----- Entries provided -----

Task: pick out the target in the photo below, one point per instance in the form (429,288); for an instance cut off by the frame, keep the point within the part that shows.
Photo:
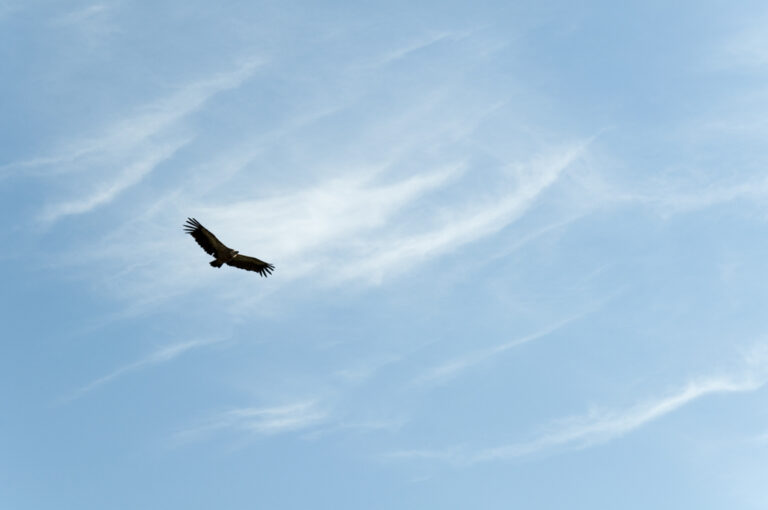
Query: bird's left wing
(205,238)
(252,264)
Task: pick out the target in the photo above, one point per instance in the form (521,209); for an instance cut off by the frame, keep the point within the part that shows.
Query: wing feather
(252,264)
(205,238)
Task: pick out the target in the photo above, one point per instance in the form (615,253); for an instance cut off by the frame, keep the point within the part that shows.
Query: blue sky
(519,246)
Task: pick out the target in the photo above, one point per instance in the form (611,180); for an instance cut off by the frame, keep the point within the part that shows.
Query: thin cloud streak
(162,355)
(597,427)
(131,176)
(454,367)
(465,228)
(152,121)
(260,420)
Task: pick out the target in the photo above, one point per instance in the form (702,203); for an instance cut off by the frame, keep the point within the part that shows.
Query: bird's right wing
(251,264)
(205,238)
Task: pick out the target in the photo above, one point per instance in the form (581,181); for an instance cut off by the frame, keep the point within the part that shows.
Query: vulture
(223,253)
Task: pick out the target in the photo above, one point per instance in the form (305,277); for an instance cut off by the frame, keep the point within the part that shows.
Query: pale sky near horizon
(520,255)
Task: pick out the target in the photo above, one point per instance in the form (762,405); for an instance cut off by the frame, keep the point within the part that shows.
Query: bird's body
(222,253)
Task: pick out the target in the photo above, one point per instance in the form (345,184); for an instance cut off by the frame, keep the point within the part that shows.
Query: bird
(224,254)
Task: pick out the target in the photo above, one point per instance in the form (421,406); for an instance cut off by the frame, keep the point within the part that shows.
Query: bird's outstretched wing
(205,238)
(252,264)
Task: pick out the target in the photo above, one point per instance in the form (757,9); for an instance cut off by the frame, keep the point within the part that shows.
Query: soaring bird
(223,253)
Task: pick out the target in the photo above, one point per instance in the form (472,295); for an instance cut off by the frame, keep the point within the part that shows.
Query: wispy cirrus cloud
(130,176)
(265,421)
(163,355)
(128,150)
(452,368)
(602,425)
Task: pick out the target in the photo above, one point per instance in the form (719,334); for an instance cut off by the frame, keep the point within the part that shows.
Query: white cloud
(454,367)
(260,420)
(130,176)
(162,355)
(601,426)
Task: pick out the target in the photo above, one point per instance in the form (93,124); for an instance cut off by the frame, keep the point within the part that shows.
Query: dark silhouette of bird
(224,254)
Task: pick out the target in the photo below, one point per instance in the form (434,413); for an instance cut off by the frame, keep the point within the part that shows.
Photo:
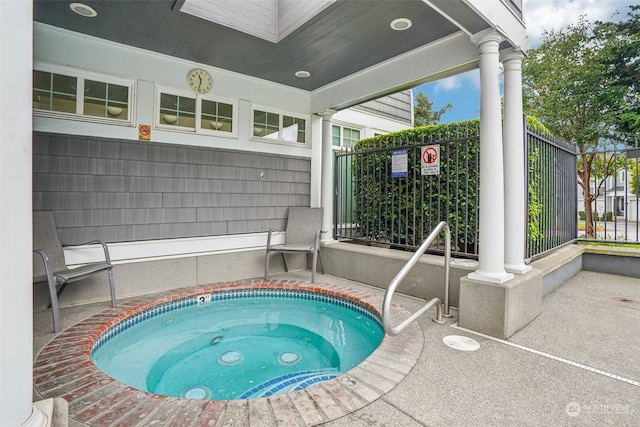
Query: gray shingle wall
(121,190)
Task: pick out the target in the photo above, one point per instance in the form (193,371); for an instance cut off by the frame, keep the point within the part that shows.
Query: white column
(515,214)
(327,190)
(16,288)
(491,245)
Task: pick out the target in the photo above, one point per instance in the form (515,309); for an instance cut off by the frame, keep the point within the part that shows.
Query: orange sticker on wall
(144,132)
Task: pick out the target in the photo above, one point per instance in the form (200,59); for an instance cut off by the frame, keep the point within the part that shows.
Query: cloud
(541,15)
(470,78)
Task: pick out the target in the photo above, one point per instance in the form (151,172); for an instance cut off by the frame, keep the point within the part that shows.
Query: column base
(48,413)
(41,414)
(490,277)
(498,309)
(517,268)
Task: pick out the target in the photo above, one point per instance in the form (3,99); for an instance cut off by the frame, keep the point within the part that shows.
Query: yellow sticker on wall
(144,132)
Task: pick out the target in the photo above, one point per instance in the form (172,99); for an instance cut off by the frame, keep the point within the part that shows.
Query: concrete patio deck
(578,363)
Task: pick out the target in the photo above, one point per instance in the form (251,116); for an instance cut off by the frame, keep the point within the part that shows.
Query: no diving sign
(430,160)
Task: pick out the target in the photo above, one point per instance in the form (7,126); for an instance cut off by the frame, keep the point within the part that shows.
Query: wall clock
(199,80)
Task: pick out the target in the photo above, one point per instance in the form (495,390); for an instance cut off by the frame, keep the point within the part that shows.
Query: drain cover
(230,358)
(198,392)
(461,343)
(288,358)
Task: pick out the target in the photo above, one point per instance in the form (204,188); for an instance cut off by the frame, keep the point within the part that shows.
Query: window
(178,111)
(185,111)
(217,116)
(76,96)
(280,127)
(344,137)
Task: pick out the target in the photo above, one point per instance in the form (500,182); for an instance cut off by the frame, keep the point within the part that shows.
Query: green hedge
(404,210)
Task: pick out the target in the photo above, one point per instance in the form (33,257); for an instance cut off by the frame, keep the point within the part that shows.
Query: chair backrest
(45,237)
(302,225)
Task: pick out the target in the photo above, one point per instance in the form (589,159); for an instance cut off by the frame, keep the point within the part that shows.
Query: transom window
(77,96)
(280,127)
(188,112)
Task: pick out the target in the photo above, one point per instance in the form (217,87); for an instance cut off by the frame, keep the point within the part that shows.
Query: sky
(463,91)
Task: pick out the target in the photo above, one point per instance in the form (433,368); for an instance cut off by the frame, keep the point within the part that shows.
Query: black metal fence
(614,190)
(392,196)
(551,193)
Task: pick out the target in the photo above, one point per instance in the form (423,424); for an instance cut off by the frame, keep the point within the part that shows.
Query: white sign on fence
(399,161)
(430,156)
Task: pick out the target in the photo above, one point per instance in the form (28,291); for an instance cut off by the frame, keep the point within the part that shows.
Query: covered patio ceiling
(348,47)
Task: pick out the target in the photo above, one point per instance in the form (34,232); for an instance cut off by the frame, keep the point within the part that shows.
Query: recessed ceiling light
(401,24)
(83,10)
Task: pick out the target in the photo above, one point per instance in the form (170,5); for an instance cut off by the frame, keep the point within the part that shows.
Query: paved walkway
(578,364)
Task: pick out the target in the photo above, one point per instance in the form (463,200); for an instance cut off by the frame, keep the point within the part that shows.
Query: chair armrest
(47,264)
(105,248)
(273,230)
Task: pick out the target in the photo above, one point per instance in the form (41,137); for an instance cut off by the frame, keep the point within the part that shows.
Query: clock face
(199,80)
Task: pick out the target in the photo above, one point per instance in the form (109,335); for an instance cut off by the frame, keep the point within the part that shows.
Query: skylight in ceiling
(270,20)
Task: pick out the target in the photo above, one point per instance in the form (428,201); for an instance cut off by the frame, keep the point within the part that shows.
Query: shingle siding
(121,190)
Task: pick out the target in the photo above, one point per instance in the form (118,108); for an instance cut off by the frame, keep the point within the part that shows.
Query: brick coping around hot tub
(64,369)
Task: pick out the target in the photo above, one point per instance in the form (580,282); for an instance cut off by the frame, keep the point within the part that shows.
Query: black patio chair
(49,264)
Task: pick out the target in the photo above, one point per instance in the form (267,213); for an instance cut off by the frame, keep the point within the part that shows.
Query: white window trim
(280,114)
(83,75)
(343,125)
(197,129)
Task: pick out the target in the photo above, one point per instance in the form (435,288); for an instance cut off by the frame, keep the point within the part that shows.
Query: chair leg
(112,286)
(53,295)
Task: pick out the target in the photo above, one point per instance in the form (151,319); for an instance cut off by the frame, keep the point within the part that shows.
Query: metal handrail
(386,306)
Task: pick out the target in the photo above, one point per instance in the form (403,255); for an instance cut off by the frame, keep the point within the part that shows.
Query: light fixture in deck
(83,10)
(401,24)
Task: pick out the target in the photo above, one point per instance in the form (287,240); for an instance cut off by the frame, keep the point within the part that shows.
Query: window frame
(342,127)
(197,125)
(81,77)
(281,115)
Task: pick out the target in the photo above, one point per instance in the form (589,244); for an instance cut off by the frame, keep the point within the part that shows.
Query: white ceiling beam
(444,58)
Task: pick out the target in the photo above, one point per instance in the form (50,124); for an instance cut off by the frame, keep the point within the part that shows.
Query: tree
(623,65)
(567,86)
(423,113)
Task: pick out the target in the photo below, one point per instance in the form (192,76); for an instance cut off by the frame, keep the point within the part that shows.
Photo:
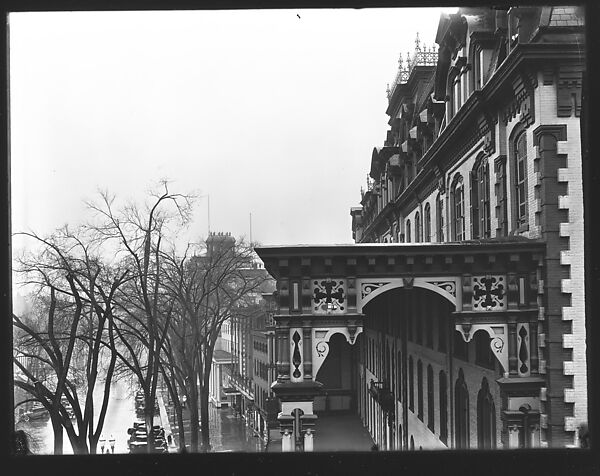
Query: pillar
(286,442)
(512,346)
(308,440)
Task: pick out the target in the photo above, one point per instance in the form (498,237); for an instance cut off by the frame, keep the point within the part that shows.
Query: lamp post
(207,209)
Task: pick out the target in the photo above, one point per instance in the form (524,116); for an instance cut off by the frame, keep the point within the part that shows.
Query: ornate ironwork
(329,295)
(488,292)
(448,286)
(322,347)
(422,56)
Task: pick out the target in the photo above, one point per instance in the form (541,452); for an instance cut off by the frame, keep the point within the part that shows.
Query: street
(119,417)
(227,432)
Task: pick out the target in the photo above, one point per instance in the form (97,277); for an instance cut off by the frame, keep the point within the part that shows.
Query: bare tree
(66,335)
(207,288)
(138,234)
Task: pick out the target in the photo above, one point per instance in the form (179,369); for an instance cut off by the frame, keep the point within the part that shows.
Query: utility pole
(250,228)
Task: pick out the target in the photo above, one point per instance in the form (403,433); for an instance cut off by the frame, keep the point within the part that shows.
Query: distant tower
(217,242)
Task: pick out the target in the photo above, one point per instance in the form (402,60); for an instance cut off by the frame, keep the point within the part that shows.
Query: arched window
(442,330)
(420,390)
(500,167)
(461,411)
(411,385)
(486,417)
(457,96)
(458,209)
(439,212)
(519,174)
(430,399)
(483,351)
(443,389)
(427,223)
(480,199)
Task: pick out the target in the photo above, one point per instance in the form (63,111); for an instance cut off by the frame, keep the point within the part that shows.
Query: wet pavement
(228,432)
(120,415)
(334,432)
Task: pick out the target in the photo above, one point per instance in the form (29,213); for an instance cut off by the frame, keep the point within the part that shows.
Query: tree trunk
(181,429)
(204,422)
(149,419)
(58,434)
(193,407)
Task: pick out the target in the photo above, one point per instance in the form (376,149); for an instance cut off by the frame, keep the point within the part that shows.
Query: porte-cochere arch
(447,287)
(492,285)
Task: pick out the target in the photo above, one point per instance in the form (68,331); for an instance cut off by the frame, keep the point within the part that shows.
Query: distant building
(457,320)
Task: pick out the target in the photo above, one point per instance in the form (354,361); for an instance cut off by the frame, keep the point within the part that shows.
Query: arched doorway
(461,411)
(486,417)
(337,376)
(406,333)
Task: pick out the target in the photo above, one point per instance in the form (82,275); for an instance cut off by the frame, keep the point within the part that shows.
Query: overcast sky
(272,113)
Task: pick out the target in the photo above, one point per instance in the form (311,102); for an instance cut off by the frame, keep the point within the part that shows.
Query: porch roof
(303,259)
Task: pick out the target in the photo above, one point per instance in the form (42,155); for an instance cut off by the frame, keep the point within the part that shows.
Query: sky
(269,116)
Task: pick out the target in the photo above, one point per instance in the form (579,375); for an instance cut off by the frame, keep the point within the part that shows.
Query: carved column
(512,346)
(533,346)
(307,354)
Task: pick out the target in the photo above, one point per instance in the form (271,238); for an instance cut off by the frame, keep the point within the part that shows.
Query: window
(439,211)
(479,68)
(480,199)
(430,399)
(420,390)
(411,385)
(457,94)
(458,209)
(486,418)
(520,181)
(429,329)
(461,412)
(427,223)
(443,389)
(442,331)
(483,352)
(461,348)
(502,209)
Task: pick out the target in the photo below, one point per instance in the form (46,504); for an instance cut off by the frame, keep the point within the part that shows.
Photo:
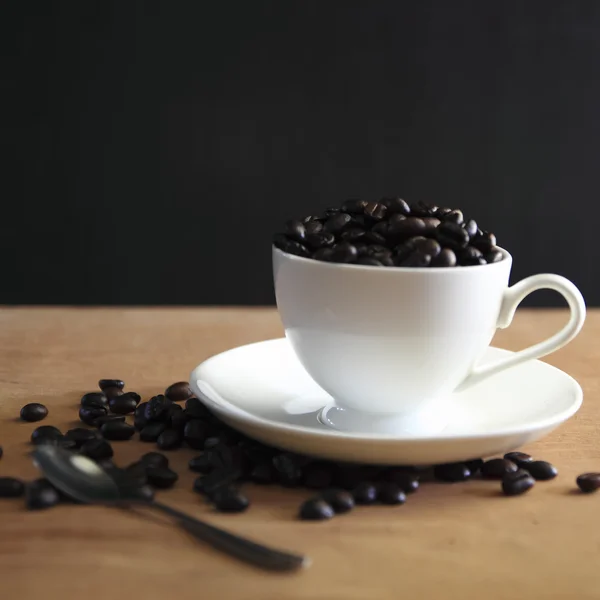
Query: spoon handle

-----

Instructions for the task —
Pictures must be left out. Repeat exactly the lines from the one containing "the form (271,238);" through the final line of the data.

Task answer —
Task: pick out the target in the photo above, one point per instance in the form (271,238); for an instance cut off by the frame, keep the point within the part that shows.
Query: window
(439,211)
(479,68)
(480,199)
(430,399)
(420,390)
(411,385)
(457,94)
(458,209)
(486,418)
(520,181)
(429,329)
(461,412)
(427,223)
(443,389)
(442,331)
(483,352)
(461,348)
(502,209)
Task: pick out the target in the photo below, one point per instance in the form (46,504); for an instance cut off by the frame, keep the point within the part that shows.
Photo:
Query: spoon handle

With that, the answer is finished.